本文抜粋:

○ ○ ○ ○ ○

大人にも多い?発達障害「注意欠陥多動性障害(ADHD)」の症状・特徴チェック・治療方法
大人になって、自分がアスペルガー症候群などの発達障害ではないかと疑う人が増えています。今回は「注意欠陥多動性障害(ADHD)」の症状・特徴チェックリスト・仕事・治療方法を解説します。
こんにちは、心理カウンセラー藤田洋子です。
今回は、「注意欠陥多動性障害(ADHD)」についてです。
どのような症状と特徴があるか見ていきましょう。
自閉症:知的障害がある ⇒知的障害を伴う発達障害「自閉症」の特徴チェックリスト!症状・治療・付き合い方
アスペルガー症候群: ⇒大人の発達障害「アスペルガー症候群(AS)」に多い性格・特徴チェックリスト
注意欠陥多動障害:ADHD ⇒大人にもいるかも?発達障害の1つ「注意欠陥多動性障害(ADHD)」の症状・特徴・治療方法
学習障害:LD ⇒大人にも多い「学習障害(LD)」とは?発達障害の一種「LD」の原因・症状・特徴チェック
注意欠陥多動性障害とは、不注意、落ち着きがない、集中力が持続せず、自分自身ではコントロールが困難になる症状のこと。
意識が散漫になり、集中力が途切れ、衝動が抑えられず突発的に動きます。
注意欠陥/多動性障害(ADHD)の定義 <Attention-Deficit/Hyperactivity Disorder>
(平成15年3月の「今後の特別支援教育の在り方について(最終報告)」参考資料より抜粋)
ADHDとは、年齢あるいは発達に不釣り合いな注意力、及び/又は衝動性、多動性を特徴とする行動の障害で、社会的な活動や学業の機能に支障をきたすものである。
また、7歳以前に現れ、その状態が継続し、中枢神経系に何らかの要因による機能不全があると推定される。
参考 文部科学省.“主な発達障害の定義について”.平成21年以前.http://www.mext.go.jp/a_menu/shotou/tokubetu/004/008/001.htm(参照2017-07-21).
親の躾けや環境の影響ではなく、脳に障害があると言われています。
一般的に、子供は飽きやすく、集中力が続かないということが多かれ少なかれあります。
ですが、ADHDは、生活全般においてこのような症状が出る為に、日常生活や集団生活に支障をきたします。
注意や行動をコントロールする脳の働きの偏りが関係していると言われています。
また、脳の神経伝達物質(外の刺激を脳に伝達する為の物質)であるドーパミン、ノルアドレナリンの働きが不足していることがわかっています。
「不注意、多動性、衝動性」の3つの症状が顕著にみられます。

○ ○ ○ ○ ○

元データ:
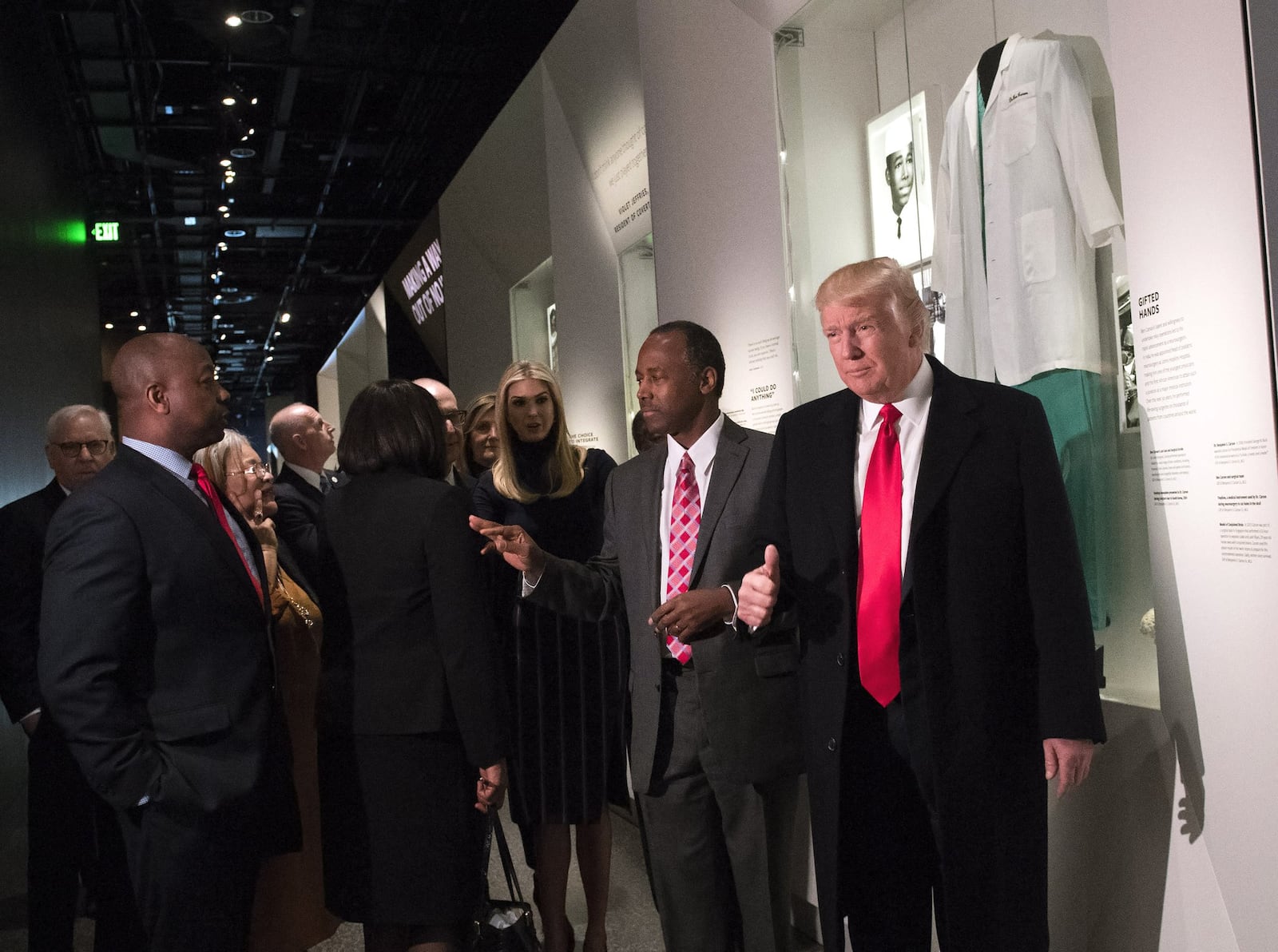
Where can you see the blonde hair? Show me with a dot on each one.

○ ○ ○ ○ ○

ADHDに関する本文を読み、次の問いに答えなさい。
(a) 本文に引用されている定義では、ADHDの状態は何歳以前に現れるとされているか。
(b) 働きが不足していることがわかっている脳の神経伝達物質は何か。
(c) 顕著にみられる3つの症状は何か。

(a) 7歳以前
(b) ドーパミン、ノルアドレナリン
(c) 不注意、多動性、衝動性